▶ Objective:
Repeat the records word for word, starting at the line that contains "Task: tag every instance of the rope" and ending at the final line of the records.

▶ Records supplied:
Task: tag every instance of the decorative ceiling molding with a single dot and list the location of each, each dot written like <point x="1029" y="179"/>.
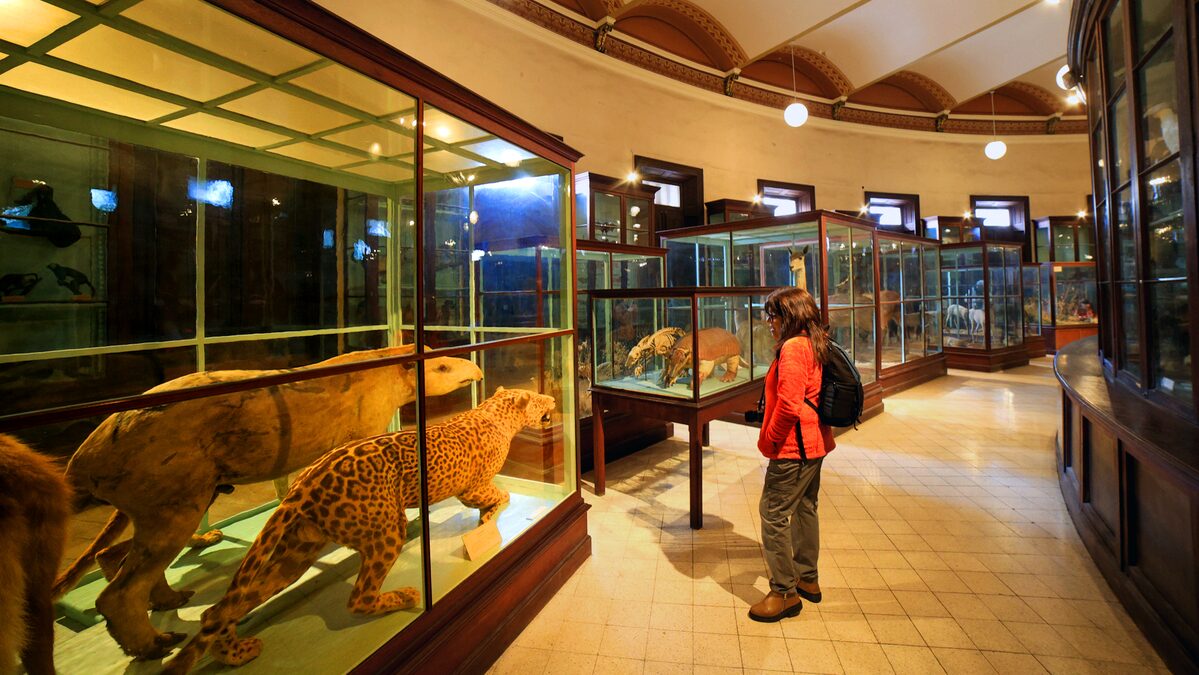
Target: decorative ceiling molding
<point x="818" y="68"/>
<point x="696" y="24"/>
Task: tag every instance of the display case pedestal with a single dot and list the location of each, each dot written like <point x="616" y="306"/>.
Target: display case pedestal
<point x="987" y="361"/>
<point x="694" y="415"/>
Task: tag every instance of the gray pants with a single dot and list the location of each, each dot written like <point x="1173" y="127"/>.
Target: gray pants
<point x="790" y="530"/>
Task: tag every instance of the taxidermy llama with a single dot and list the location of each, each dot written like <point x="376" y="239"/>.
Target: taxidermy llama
<point x="35" y="504"/>
<point x="356" y="496"/>
<point x="161" y="466"/>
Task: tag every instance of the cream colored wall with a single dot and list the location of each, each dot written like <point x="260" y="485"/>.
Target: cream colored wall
<point x="610" y="110"/>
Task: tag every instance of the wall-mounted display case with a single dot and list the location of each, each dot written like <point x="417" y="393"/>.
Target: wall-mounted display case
<point x="610" y="210"/>
<point x="1130" y="465"/>
<point x="983" y="300"/>
<point x="287" y="254"/>
<point x="1037" y="307"/>
<point x="910" y="323"/>
<point x="1065" y="239"/>
<point x="1072" y="302"/>
<point x="733" y="210"/>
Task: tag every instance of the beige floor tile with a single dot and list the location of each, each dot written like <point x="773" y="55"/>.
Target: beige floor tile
<point x="673" y="646"/>
<point x="865" y="658"/>
<point x="913" y="660"/>
<point x="813" y="656"/>
<point x="764" y="654"/>
<point x="895" y="630"/>
<point x="963" y="662"/>
<point x="621" y="642"/>
<point x="566" y="663"/>
<point x="717" y="650"/>
<point x="941" y="632"/>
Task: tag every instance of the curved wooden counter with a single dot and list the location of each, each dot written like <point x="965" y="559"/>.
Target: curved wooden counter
<point x="1130" y="477"/>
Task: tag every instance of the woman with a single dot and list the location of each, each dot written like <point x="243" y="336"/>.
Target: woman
<point x="795" y="443"/>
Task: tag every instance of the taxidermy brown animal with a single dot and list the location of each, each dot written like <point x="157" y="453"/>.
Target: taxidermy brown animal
<point x="716" y="347"/>
<point x="160" y="466"/>
<point x="355" y="495"/>
<point x="35" y="504"/>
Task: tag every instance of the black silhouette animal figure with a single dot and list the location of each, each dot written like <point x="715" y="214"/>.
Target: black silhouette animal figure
<point x="71" y="278"/>
<point x="18" y="284"/>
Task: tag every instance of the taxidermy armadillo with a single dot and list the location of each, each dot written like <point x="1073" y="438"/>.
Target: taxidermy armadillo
<point x="716" y="347"/>
<point x="18" y="284"/>
<point x="71" y="278"/>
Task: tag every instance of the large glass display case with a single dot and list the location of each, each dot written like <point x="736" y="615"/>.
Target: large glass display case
<point x="983" y="306"/>
<point x="1037" y="313"/>
<point x="909" y="300"/>
<point x="1065" y="239"/>
<point x="285" y="255"/>
<point x="801" y="249"/>
<point x="1072" y="302"/>
<point x="610" y="210"/>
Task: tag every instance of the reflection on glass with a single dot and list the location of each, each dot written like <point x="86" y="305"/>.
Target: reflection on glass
<point x="1169" y="333"/>
<point x="1158" y="106"/>
<point x="1126" y="245"/>
<point x="1151" y="18"/>
<point x="1162" y="192"/>
<point x="1130" y="342"/>
<point x="1113" y="41"/>
<point x="1118" y="124"/>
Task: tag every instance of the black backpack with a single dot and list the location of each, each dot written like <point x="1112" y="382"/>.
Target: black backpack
<point x="841" y="390"/>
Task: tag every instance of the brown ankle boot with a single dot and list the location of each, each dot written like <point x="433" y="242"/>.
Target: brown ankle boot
<point x="808" y="591"/>
<point x="775" y="607"/>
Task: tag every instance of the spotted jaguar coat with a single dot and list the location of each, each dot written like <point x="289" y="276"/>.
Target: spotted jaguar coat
<point x="355" y="495"/>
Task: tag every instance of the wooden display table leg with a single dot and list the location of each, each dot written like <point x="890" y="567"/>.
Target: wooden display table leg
<point x="597" y="451"/>
<point x="696" y="471"/>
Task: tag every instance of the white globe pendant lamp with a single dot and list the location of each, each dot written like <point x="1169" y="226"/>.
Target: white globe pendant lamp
<point x="995" y="149"/>
<point x="796" y="113"/>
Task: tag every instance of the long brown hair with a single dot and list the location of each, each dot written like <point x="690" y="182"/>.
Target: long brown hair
<point x="800" y="315"/>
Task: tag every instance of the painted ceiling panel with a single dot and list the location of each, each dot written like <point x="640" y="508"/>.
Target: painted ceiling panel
<point x="1025" y="42"/>
<point x="884" y="36"/>
<point x="761" y="25"/>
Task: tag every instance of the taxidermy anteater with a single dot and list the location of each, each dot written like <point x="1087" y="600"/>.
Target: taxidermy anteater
<point x="35" y="504"/>
<point x="71" y="278"/>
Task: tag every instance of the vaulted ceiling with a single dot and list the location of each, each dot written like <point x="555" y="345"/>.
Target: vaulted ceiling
<point x="913" y="64"/>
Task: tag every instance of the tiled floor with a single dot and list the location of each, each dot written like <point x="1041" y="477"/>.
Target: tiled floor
<point x="946" y="547"/>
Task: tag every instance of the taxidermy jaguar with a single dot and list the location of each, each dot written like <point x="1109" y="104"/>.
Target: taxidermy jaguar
<point x="355" y="495"/>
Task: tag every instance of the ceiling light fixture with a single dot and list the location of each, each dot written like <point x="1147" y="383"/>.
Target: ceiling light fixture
<point x="796" y="113"/>
<point x="995" y="149"/>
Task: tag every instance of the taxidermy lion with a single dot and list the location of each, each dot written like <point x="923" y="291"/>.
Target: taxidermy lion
<point x="35" y="504"/>
<point x="161" y="468"/>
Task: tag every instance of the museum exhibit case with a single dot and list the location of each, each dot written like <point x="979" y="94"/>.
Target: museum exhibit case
<point x="733" y="210"/>
<point x="1072" y="302"/>
<point x="236" y="239"/>
<point x="686" y="355"/>
<point x="910" y="324"/>
<point x="603" y="266"/>
<point x="1065" y="239"/>
<point x="1037" y="312"/>
<point x="1127" y="449"/>
<point x="983" y="299"/>
<point x="613" y="211"/>
<point x="827" y="253"/>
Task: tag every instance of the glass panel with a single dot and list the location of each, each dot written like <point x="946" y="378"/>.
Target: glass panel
<point x="1118" y="125"/>
<point x="1130" y="339"/>
<point x="1151" y="19"/>
<point x="1113" y="43"/>
<point x="1163" y="212"/>
<point x="638" y="223"/>
<point x="1126" y="243"/>
<point x="1064" y="242"/>
<point x="607" y="218"/>
<point x="1169" y="330"/>
<point x="1158" y="97"/>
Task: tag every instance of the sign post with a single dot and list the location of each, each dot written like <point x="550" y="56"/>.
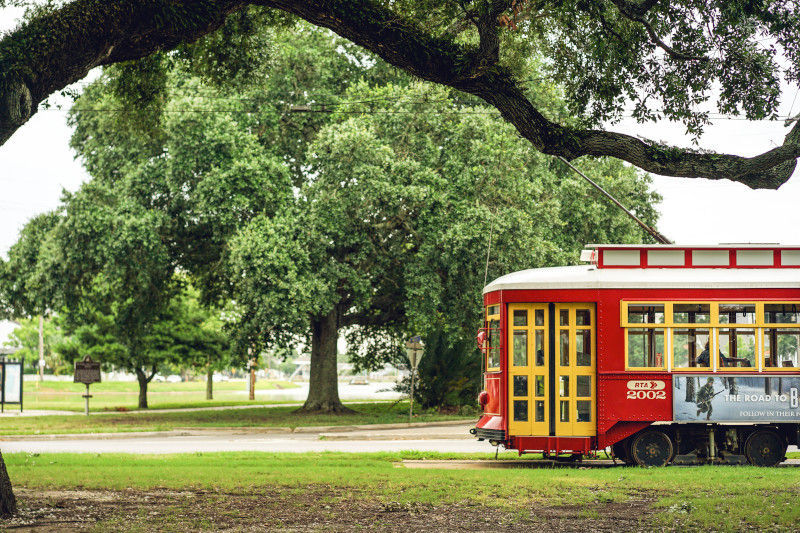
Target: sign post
<point x="87" y="372"/>
<point x="414" y="349"/>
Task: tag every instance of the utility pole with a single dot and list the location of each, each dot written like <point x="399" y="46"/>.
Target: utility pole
<point x="41" y="347"/>
<point x="251" y="364"/>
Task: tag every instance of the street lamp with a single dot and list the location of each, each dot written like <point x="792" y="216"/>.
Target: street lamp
<point x="414" y="350"/>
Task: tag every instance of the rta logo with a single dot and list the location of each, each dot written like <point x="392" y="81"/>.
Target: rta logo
<point x="650" y="389"/>
<point x="646" y="385"/>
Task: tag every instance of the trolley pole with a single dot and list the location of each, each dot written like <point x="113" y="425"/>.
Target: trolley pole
<point x="411" y="405"/>
<point x="414" y="350"/>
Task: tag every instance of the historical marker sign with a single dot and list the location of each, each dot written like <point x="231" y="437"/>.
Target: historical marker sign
<point x="87" y="371"/>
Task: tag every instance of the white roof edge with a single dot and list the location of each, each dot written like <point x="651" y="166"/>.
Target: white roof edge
<point x="590" y="277"/>
<point x="725" y="246"/>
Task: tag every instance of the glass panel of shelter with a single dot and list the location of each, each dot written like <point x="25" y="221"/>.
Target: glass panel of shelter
<point x="575" y="370"/>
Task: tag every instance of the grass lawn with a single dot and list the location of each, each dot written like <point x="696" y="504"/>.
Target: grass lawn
<point x="113" y="395"/>
<point x="280" y="416"/>
<point x="334" y="491"/>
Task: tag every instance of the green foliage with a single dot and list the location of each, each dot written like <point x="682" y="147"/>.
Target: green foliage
<point x="449" y="373"/>
<point x="183" y="333"/>
<point x="392" y="227"/>
<point x="26" y="339"/>
<point x="24" y="288"/>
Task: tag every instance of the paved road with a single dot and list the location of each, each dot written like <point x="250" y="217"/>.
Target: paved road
<point x="451" y="439"/>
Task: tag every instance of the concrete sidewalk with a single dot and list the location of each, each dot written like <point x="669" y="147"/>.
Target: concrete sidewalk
<point x="447" y="437"/>
<point x="446" y="429"/>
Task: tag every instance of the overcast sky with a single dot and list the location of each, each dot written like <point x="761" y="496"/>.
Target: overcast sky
<point x="36" y="164"/>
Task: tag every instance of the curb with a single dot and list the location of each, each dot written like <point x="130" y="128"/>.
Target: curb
<point x="196" y="432"/>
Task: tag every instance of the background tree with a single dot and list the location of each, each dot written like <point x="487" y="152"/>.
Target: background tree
<point x="390" y="234"/>
<point x="26" y="339"/>
<point x="667" y="59"/>
<point x="194" y="337"/>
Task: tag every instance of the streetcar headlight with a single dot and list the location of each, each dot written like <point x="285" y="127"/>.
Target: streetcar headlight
<point x="483" y="398"/>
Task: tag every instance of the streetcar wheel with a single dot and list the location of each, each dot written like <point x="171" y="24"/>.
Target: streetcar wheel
<point x="622" y="452"/>
<point x="651" y="448"/>
<point x="765" y="447"/>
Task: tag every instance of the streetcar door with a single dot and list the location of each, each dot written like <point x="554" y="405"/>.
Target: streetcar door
<point x="528" y="369"/>
<point x="575" y="370"/>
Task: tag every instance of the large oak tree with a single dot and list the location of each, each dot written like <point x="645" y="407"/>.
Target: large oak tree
<point x="665" y="57"/>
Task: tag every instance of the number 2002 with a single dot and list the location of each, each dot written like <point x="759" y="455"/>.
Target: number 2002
<point x="647" y="395"/>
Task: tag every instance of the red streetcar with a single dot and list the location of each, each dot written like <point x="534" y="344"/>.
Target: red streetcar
<point x="663" y="353"/>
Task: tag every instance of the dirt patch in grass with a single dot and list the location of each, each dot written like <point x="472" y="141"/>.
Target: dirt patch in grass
<point x="308" y="508"/>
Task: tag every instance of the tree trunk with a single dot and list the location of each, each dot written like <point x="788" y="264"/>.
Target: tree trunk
<point x="323" y="391"/>
<point x="141" y="377"/>
<point x="8" y="502"/>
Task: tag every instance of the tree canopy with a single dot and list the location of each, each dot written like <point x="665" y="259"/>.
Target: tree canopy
<point x="658" y="59"/>
<point x="390" y="233"/>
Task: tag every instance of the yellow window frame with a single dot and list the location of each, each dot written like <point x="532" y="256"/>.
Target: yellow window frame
<point x="489" y="318"/>
<point x="714" y="327"/>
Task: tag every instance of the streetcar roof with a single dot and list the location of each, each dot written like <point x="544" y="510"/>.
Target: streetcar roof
<point x="591" y="277"/>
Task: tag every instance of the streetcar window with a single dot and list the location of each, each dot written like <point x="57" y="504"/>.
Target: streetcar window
<point x="737" y="348"/>
<point x="646" y="314"/>
<point x="520" y="385"/>
<point x="782" y="348"/>
<point x="690" y="348"/>
<point x="563" y="386"/>
<point x="781" y="313"/>
<point x="521" y="348"/>
<point x="539" y="411"/>
<point x="493" y="344"/>
<point x="584" y="411"/>
<point x="564" y="348"/>
<point x="691" y="313"/>
<point x="645" y="348"/>
<point x="521" y="410"/>
<point x="539" y="386"/>
<point x="583" y="347"/>
<point x="583" y="386"/>
<point x="564" y="411"/>
<point x="737" y="313"/>
<point x="539" y="336"/>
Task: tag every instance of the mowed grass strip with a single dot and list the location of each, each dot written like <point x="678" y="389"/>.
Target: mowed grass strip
<point x="113" y="395"/>
<point x="713" y="497"/>
<point x="279" y="416"/>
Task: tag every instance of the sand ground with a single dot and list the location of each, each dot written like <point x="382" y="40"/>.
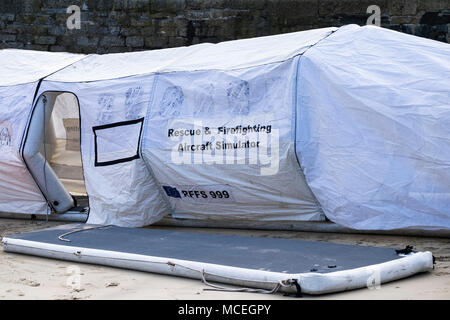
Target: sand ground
<point x="27" y="277"/>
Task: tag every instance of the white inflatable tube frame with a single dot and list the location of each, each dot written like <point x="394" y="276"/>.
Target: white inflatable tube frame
<point x="310" y="283"/>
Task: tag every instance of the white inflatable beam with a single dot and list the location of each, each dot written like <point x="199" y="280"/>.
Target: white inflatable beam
<point x="309" y="283"/>
<point x="43" y="174"/>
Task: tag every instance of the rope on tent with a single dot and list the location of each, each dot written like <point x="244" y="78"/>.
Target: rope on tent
<point x="44" y="101"/>
<point x="61" y="237"/>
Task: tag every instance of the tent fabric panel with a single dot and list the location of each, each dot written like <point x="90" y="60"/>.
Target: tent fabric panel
<point x="123" y="194"/>
<point x="374" y="126"/>
<point x="227" y="55"/>
<point x="193" y="115"/>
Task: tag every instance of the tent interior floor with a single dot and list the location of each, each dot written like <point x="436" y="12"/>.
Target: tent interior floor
<point x="233" y="259"/>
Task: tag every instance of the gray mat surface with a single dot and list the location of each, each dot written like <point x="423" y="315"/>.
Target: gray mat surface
<point x="260" y="253"/>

▶ Solution for this problem:
Task: tag every instance of the rope on tent with a single dot and list the location of each, each dot written like <point x="244" y="78"/>.
Target: rope on tent
<point x="44" y="101"/>
<point x="61" y="237"/>
Task: tag every instance of the tent fabric panel with a single dot and list the location of each, each dot written like <point x="90" y="60"/>.
Target: tent fabric panel
<point x="123" y="194"/>
<point x="374" y="126"/>
<point x="227" y="55"/>
<point x="193" y="115"/>
Task: tag every instance of the tent interior floor with a single dot and list the location of each, each dot written like <point x="436" y="12"/>.
Target: tent interior floor
<point x="233" y="259"/>
Task: tag every instance of the gray mat surface with a single dot and list the location of each, each dot written like <point x="423" y="315"/>.
Target: gray mat surface
<point x="260" y="253"/>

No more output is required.